Table of Contents

Scope

This gem is aimed to collect a set of file paths starting by a wildcard rule, filter them by any default/custom filters (access time, size range) and apply a set of custom policies to them.

Motivation

This gem is helpful to purge obsolete files or to promote relevant ones, by calling external services (CDN APIs) and/or local file system actions (copy, move, delete, etc).

Installation

Add this line to your application's Gemfile:

gem "file_scanner"

And then execute:

bundle

Or install it yourself as:

gem install file_scanner

Usage

Loader

The first step is to create a Loader instance by specifying the path where the files need to be scanned with optional extensions list:

require "file_scanner"

loader = FileScanner::Loader.new(path: ENV["HOME"], extensions: %w[html txt])

Filters

The second step is to provide the filters list to select file paths for which the call method is truthy.
Selection is done with the any? predicate, so also one matching filter will select the path.

Default

If you specify no filters the existing ones will select files by:

  • checking if file is older than 30 days
  • checking if file size is within 0KB and 5KB
  • checking if file basename matches the specified regexp (if any)

You can update default behaviours by passing custom arguments:

a_week_ago = FileScanner::Filters::LastAccess.new(Time.now-7*24*3600)
one_two_mb = FileScanner::Filters::SizeRange.new(min: 1024**2, max: 2*1024**2)
hidden = FileScanner::Filters::MatchingName.new(/^\./)

filters = []
filters << a_week_ago
filters << one_two_mb
filters << hidden

Custom

It is convenient to create custom filters by creating Proc instances that satisfy the callable protocol:

filters << ->(file) { File.directory?(file) }

Policies

The third step is creating custom policies objects (no defaults exist) to be applied to the list of filtered paths.
Again, it suffice the policy responds to the call method and accepts an array of paths as unique argument:

require "fileutils"

remove_from_disk = ->(paths) do
  FileUtils.rm_rf(paths)
end

policies = []
policies << remove_from_disk

Worker

Now that you have all of the collaborators in place, you can create the Worker instance:

worker = FileScanner::Worker.new(loader: loader, filters: filters, policies: policies)
worker.call # apply all the specified policies to the filtered file paths

Slice of files

In case you are going to scan a large number of files, it is better to work in batches.
The Worker constructor accepts a slice attribute to better distribute loading (no sleep by default, use block syntax):

worker = FileScanner::Worker.new(loader: loader, policies: policies, slice: 1000)
worker.call # call policies by slice of 1000 files with default filters

Block syntax

In case you prefer to specify the policies inside a block for a more granular control on the slice of paths, you must omit the policies argument and use the block syntax:

worker = FileScanner::Worker.new(loader: loader)
worker.call do |slice|
  policy = ->(slice) { FileUtils.chmod_R(0700, slice) }
  policy.call
  sleep 10 # wait 10 seconds before slurping next slice 
end

Use a logger

If you dare to trace what the worker is doing (including errors), you can specify a logger to the worker class:

my_logger = Logger.new("my_file.log")

worker = FileScanner::Worker.new(loader: loader, logger: my_logger)
worker.call do |slice|
  fail "Doh!" # will log error to my_file.log and re-raise exception
end

**DATA PROVIDED**
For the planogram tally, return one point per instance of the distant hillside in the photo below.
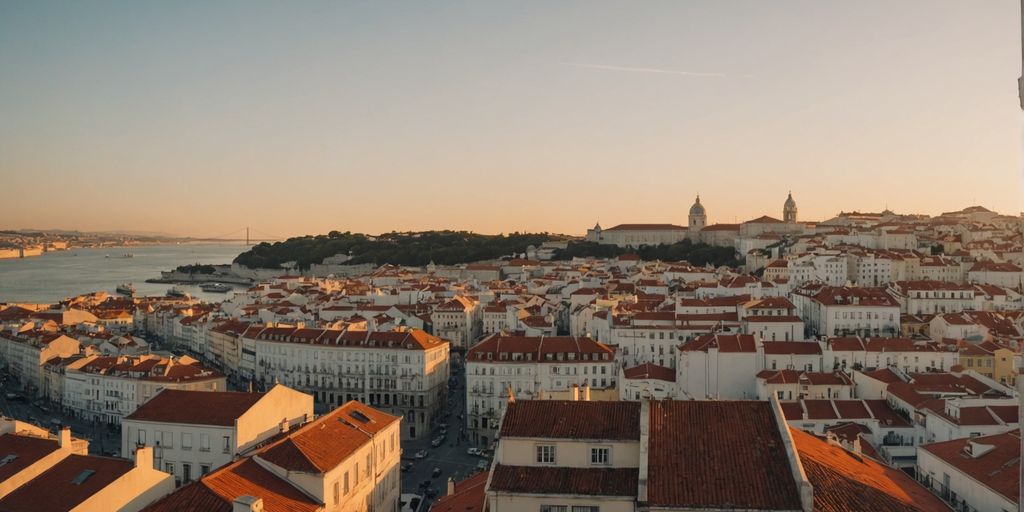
(415, 249)
(697, 254)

**TASKS TO PERFORM**
1. In the file_scanner documentation, how old must a file be for the default filters to select it?
2. Repeat the file_scanner documentation word for word from "Use a logger" to "loader, logger: my_logger)".

**EXPECTED OUTPUTS**
1. Older than 30 days.

2.
Use a logger

If you dare to trace what the worker is doing (including errors), you can specify a logger to the worker class:

my_logger = Logger.new("my_file.log")

worker = FileScanner::Worker.new(loader: loader, logger: my_logger)